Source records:
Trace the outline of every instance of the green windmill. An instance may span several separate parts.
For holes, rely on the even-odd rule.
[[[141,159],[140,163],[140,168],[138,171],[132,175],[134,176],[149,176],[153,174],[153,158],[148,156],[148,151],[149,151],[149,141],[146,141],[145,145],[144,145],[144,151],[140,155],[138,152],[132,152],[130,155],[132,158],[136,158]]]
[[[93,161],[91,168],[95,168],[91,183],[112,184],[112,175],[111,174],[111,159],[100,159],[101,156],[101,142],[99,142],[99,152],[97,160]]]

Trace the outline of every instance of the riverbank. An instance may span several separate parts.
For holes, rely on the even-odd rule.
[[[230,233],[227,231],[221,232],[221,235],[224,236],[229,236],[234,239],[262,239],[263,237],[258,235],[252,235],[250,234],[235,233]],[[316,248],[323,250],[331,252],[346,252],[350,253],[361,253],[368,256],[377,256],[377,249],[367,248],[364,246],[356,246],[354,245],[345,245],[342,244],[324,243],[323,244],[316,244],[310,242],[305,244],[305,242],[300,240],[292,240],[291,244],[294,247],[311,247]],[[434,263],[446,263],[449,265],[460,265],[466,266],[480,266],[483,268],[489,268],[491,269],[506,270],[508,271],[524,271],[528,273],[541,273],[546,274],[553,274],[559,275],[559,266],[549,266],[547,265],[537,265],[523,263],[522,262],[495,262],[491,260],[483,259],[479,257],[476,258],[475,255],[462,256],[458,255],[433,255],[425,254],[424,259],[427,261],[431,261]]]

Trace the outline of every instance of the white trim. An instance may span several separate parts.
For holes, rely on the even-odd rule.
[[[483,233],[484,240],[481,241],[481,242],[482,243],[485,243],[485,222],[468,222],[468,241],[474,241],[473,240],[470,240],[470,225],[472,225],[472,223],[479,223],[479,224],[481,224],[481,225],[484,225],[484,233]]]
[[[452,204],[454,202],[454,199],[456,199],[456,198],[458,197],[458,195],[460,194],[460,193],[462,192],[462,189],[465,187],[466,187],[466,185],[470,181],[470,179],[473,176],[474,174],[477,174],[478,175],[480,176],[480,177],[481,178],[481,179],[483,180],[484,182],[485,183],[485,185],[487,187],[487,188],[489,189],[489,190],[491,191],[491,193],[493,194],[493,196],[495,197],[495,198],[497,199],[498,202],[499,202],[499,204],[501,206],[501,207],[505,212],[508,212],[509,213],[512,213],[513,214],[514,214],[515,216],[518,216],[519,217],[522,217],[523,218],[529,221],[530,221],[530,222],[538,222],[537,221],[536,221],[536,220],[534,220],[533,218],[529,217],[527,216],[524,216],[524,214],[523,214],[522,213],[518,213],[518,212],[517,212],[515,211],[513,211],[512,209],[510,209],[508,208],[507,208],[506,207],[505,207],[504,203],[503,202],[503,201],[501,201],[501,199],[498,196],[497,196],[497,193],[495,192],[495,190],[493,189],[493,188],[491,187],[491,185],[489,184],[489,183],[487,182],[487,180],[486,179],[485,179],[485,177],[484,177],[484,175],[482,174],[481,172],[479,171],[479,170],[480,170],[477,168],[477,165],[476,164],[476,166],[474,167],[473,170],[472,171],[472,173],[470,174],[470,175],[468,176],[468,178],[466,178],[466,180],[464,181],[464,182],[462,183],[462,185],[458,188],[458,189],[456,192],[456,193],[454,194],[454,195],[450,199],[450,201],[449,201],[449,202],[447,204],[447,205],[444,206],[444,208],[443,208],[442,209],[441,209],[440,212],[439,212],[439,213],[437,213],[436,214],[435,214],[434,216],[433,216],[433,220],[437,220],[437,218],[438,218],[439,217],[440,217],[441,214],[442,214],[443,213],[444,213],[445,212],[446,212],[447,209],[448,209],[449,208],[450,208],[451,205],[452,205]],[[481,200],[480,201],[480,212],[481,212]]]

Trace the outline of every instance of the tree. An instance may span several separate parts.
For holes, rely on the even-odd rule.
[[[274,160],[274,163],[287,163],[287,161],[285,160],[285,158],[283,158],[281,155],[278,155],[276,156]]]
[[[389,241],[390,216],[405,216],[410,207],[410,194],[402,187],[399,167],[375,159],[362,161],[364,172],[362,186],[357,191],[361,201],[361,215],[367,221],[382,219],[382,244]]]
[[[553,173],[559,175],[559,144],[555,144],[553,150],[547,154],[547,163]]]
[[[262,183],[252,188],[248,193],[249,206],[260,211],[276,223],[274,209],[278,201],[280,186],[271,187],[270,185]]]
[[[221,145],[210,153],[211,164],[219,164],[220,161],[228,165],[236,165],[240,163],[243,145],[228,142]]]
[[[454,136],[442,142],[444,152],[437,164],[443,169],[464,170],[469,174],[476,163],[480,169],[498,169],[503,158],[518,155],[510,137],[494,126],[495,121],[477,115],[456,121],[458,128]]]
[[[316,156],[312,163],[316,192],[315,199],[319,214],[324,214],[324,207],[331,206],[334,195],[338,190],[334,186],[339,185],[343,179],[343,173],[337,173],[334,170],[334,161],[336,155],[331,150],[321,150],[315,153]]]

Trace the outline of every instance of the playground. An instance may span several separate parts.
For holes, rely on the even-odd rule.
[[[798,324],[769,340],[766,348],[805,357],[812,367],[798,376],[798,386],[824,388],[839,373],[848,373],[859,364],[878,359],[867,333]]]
==
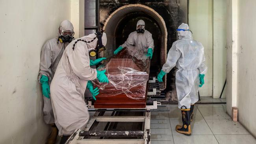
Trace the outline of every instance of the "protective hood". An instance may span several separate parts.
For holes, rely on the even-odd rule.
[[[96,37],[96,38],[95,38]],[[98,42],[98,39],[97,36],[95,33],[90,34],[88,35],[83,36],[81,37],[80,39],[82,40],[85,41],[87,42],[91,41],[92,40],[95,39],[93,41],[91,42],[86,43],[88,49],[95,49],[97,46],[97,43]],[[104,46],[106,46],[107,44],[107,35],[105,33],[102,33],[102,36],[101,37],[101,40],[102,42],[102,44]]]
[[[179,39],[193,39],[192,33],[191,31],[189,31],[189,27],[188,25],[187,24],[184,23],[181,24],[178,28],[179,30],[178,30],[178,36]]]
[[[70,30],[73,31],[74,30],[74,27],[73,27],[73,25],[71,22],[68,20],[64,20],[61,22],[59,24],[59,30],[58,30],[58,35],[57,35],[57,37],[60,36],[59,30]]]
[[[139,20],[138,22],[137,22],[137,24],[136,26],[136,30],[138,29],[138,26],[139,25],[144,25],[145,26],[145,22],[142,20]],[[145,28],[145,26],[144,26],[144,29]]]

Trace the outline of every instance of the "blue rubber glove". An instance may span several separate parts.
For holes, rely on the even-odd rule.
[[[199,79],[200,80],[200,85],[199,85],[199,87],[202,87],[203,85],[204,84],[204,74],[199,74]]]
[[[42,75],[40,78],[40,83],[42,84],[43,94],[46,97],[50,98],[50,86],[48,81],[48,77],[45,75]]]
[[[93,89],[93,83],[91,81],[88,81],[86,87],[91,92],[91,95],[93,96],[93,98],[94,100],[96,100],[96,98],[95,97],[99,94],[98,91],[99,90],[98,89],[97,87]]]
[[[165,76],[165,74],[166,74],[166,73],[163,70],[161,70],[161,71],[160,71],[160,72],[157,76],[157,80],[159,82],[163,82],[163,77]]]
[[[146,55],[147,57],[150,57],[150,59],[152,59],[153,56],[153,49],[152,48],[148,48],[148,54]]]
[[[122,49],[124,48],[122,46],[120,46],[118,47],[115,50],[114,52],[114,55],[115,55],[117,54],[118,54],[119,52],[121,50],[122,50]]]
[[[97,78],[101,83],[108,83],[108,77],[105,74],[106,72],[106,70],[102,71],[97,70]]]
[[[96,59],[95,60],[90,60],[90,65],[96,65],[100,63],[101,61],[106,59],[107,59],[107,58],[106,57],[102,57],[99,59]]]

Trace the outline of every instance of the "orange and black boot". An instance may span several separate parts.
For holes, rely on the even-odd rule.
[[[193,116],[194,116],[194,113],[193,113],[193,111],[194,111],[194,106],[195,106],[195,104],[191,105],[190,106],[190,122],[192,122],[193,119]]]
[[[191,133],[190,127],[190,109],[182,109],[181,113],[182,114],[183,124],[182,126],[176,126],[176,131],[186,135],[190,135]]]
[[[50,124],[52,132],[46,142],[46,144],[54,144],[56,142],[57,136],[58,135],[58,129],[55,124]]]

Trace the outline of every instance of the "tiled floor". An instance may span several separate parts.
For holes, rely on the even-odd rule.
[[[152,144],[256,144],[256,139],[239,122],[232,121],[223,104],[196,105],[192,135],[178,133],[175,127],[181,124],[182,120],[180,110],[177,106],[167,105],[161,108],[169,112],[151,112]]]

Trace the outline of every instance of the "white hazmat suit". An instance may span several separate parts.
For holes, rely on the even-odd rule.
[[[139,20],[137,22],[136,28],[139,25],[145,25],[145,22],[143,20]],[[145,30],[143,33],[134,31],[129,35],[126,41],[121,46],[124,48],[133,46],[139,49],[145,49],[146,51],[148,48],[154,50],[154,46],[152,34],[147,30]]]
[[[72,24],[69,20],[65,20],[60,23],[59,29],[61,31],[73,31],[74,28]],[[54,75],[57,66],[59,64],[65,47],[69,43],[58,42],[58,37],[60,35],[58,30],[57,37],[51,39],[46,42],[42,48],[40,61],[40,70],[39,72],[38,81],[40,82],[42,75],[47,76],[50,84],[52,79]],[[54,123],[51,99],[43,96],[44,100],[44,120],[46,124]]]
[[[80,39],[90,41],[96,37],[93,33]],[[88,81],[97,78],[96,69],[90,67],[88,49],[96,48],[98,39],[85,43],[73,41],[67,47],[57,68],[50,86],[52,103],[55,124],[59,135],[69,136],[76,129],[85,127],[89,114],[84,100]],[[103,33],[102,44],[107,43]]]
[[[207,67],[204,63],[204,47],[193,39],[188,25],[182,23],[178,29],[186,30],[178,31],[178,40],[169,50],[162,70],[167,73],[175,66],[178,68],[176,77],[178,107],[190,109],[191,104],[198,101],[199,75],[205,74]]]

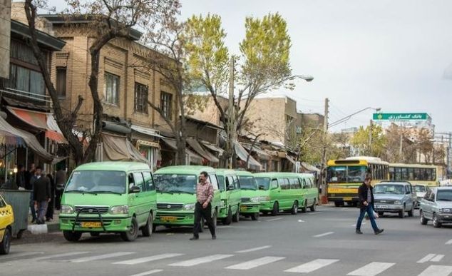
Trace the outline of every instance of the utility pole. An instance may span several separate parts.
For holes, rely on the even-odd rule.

● DIRECTIONS FOR THIS TASK:
Tally the lines of the entries that contain the string "outline", and reply with only that number.

● SOLVED EXERCISE:
11